What is asked
Return every line of the material below that contains the word "upholstery".

Raw data
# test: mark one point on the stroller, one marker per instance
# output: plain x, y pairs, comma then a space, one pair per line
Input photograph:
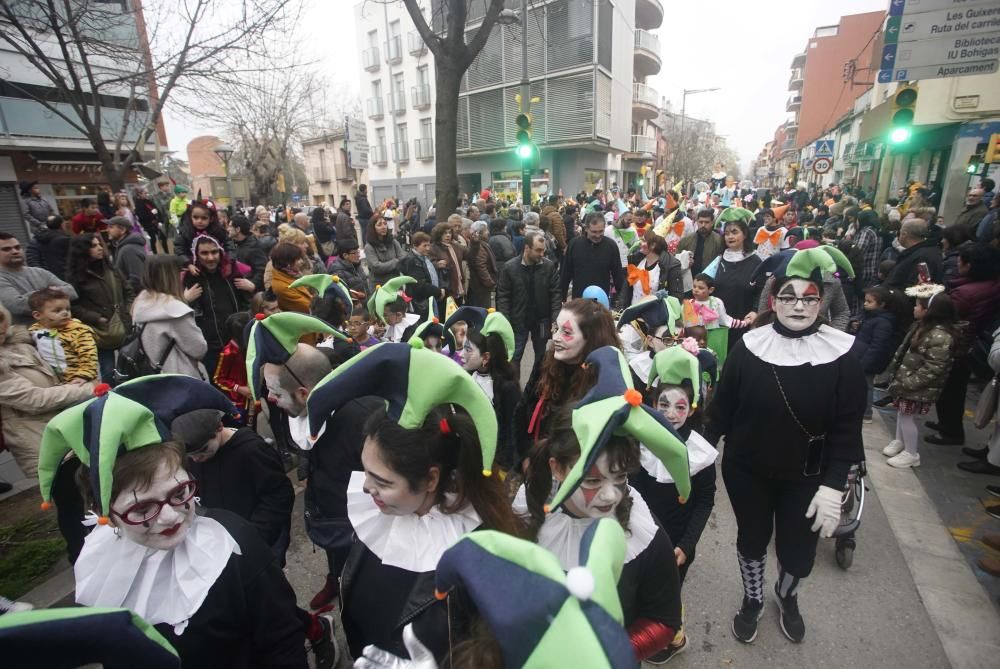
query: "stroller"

---

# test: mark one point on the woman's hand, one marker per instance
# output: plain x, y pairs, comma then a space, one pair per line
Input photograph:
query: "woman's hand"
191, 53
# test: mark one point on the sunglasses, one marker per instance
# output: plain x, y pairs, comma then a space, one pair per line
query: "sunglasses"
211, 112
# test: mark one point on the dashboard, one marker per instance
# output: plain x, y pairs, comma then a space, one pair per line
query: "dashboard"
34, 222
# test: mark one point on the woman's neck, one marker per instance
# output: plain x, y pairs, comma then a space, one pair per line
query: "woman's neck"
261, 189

==

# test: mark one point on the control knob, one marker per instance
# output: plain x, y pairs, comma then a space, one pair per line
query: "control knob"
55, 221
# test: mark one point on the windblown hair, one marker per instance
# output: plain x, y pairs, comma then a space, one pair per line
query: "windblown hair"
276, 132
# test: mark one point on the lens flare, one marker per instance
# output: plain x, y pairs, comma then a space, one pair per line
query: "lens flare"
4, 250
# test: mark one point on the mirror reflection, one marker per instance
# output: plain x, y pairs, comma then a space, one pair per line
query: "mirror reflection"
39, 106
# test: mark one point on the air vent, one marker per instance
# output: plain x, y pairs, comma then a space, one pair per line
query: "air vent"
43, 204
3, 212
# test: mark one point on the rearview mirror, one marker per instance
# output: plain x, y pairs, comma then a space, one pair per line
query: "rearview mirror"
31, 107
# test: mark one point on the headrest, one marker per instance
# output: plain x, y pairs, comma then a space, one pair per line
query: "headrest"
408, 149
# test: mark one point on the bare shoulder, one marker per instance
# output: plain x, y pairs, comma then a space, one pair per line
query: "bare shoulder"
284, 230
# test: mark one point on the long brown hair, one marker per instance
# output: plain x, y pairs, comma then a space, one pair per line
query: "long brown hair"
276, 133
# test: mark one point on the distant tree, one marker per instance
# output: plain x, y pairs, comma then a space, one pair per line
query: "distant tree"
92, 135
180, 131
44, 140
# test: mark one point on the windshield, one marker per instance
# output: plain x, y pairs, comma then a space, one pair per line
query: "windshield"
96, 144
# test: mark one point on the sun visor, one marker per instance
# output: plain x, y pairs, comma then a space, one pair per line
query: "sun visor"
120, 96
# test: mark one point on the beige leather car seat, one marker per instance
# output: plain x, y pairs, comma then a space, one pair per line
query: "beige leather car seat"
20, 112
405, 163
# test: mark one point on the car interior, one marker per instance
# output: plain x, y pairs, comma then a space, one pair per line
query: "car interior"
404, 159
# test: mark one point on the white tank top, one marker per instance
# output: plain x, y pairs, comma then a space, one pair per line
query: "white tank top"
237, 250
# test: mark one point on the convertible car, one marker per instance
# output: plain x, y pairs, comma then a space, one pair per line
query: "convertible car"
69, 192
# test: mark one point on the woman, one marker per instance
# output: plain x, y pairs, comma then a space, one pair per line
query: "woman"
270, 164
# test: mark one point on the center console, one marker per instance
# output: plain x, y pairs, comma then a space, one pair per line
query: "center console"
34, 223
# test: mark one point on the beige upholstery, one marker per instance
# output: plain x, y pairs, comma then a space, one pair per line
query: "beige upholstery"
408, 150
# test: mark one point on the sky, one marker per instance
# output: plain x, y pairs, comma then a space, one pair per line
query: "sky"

The reply
# test: mark one point on the beige upholstery, one marker per instance
query: "beige upholstery"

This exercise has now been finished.